TASK GOAL ▸
List every line of the listing below that contains the word "left".

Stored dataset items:
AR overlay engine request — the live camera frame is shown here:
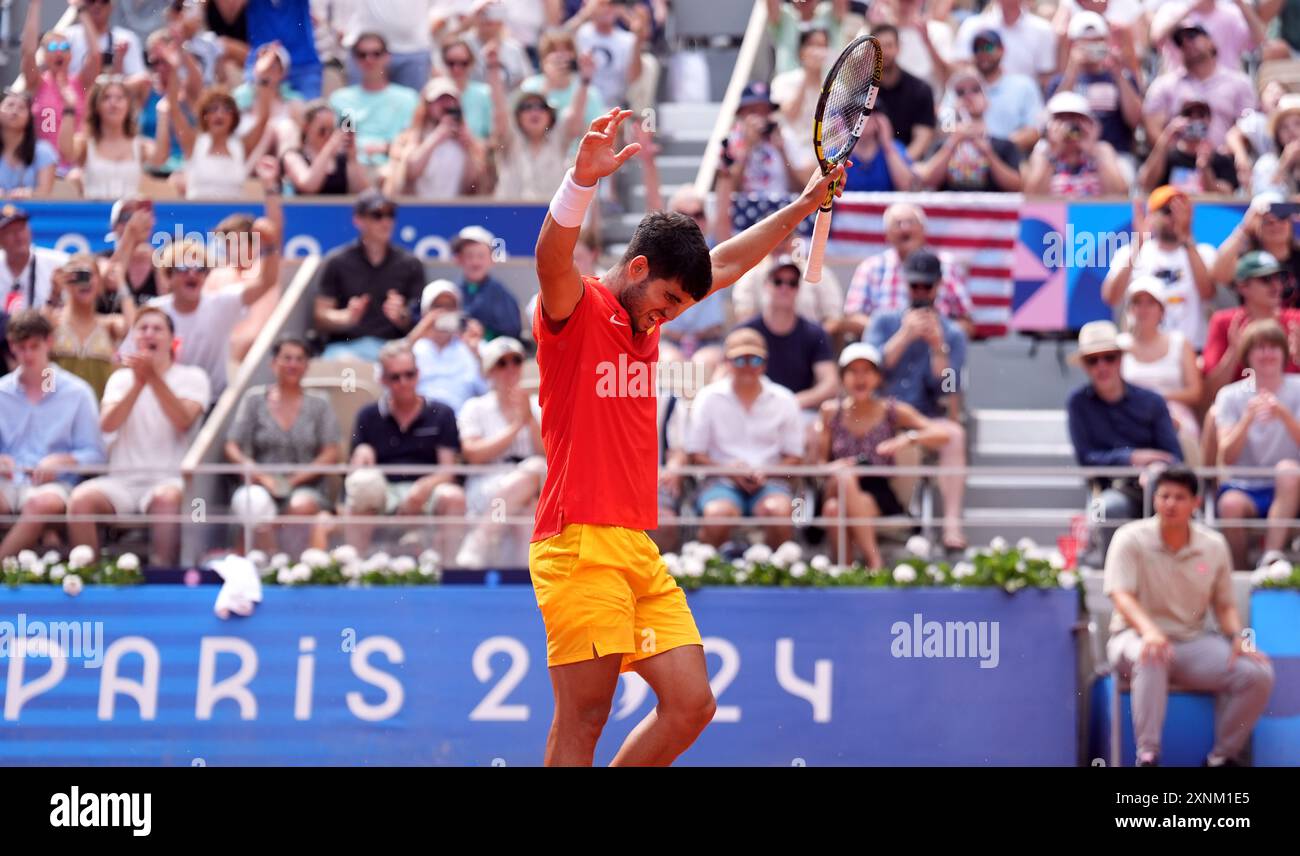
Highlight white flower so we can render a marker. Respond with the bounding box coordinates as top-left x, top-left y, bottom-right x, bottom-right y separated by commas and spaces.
298, 548, 330, 568
68, 544, 95, 570
772, 541, 803, 565
904, 535, 930, 558
681, 541, 718, 562
893, 565, 917, 583
660, 553, 681, 576
330, 544, 361, 565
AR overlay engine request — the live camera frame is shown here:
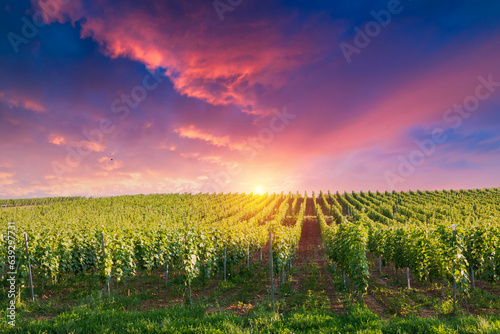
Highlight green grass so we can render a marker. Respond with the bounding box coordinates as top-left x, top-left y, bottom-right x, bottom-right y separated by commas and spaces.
0, 302, 500, 334
0, 263, 500, 334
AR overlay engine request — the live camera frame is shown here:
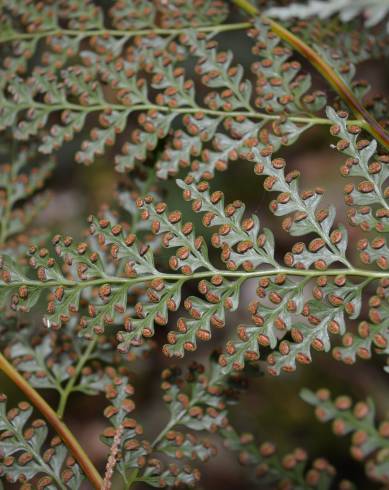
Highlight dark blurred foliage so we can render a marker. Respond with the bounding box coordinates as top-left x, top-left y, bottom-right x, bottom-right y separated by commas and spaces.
0, 1, 389, 490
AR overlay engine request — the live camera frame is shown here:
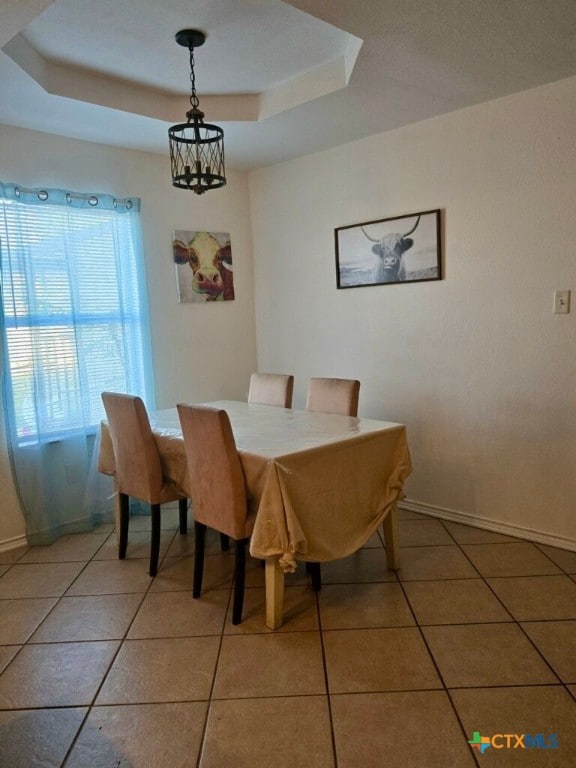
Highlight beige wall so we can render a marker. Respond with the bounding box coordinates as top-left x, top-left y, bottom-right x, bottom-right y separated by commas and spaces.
0, 126, 256, 547
0, 73, 576, 549
250, 78, 576, 549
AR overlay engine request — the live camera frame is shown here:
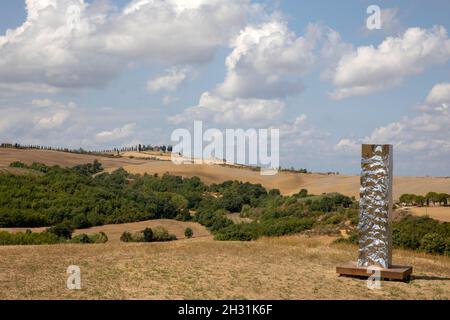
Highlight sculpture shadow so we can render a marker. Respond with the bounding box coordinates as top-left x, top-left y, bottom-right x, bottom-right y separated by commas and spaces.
411, 275, 450, 281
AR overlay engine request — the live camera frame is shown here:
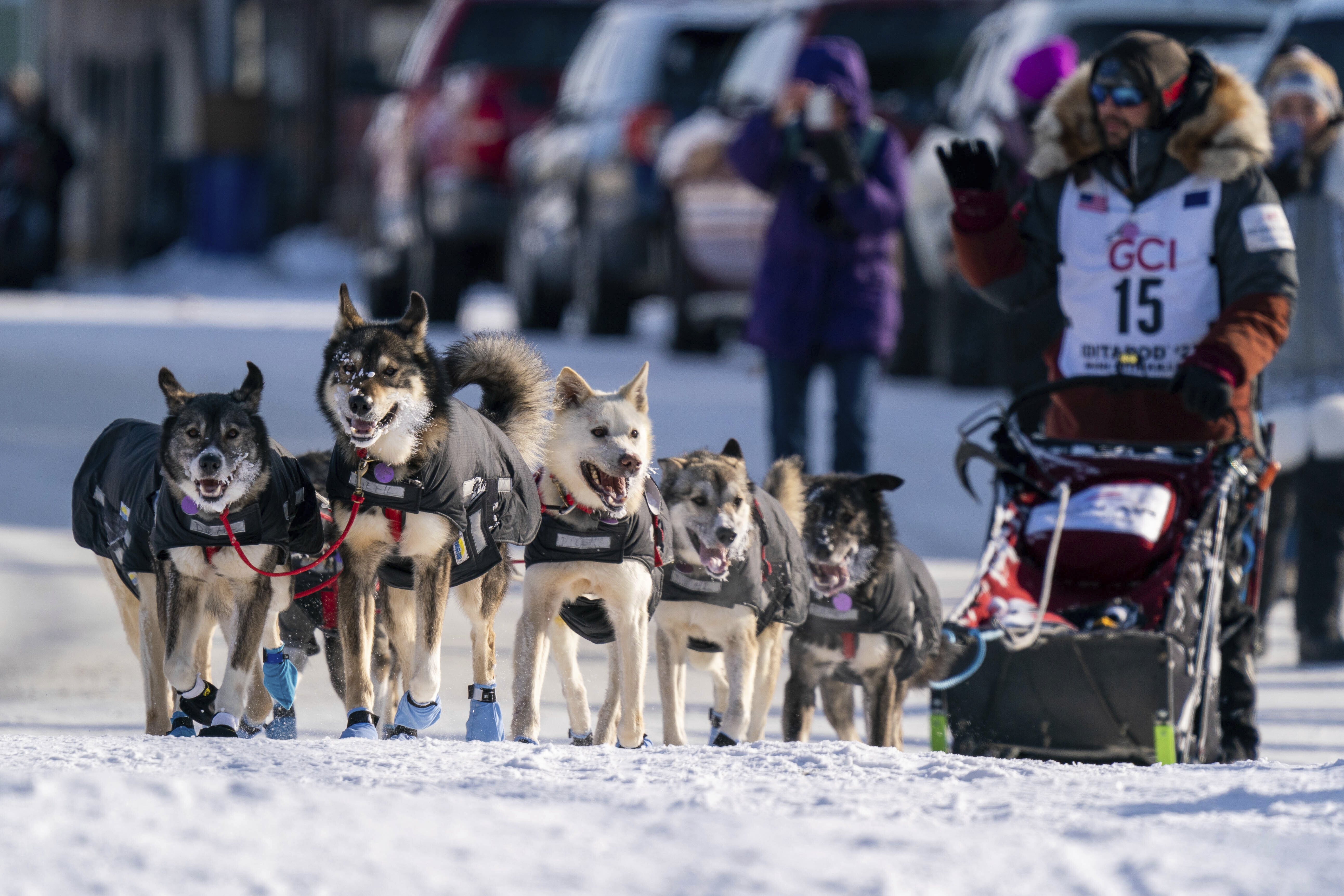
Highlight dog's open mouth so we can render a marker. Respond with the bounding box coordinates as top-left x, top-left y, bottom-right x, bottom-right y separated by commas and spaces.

SOLVED EXERCISE ▸
Highlight white flower so we can render a marker. Respond with the bounding box coordinates as top-left x, top-left y, bottom-right x, bottom-right y separated by commas and spaces.
Highlight green grass so we can render a marker. Respond with the bounding box coordinates as top-left x, top-left y, bottom-right x, bottom-right y separated by commas and spaces.
Highlight dark blurred foliage so we can render a marker. Respond with the bounding box coordinates as top-left x, top-left y, bottom-right x, bottom-right y separated by commas and spaces.
Highlight beige wall so we can render a marker. Respond with the bounding box coordinates as top-left x, top-left y, bottom-right x, bottom-right y separated by commas and spaces.
Highlight sculpture shadow so we can render a marker. Respond with the bounding box coordinates as top-left x, top-left y, bottom-right x, bottom-right y separated by commas and spaces.
Highlight dog's open mouth so we can render a marker. Respond with the bounding box coordinates as top-left x, top-left y, bottom-right x, bottom-right y separated by commas and spaces.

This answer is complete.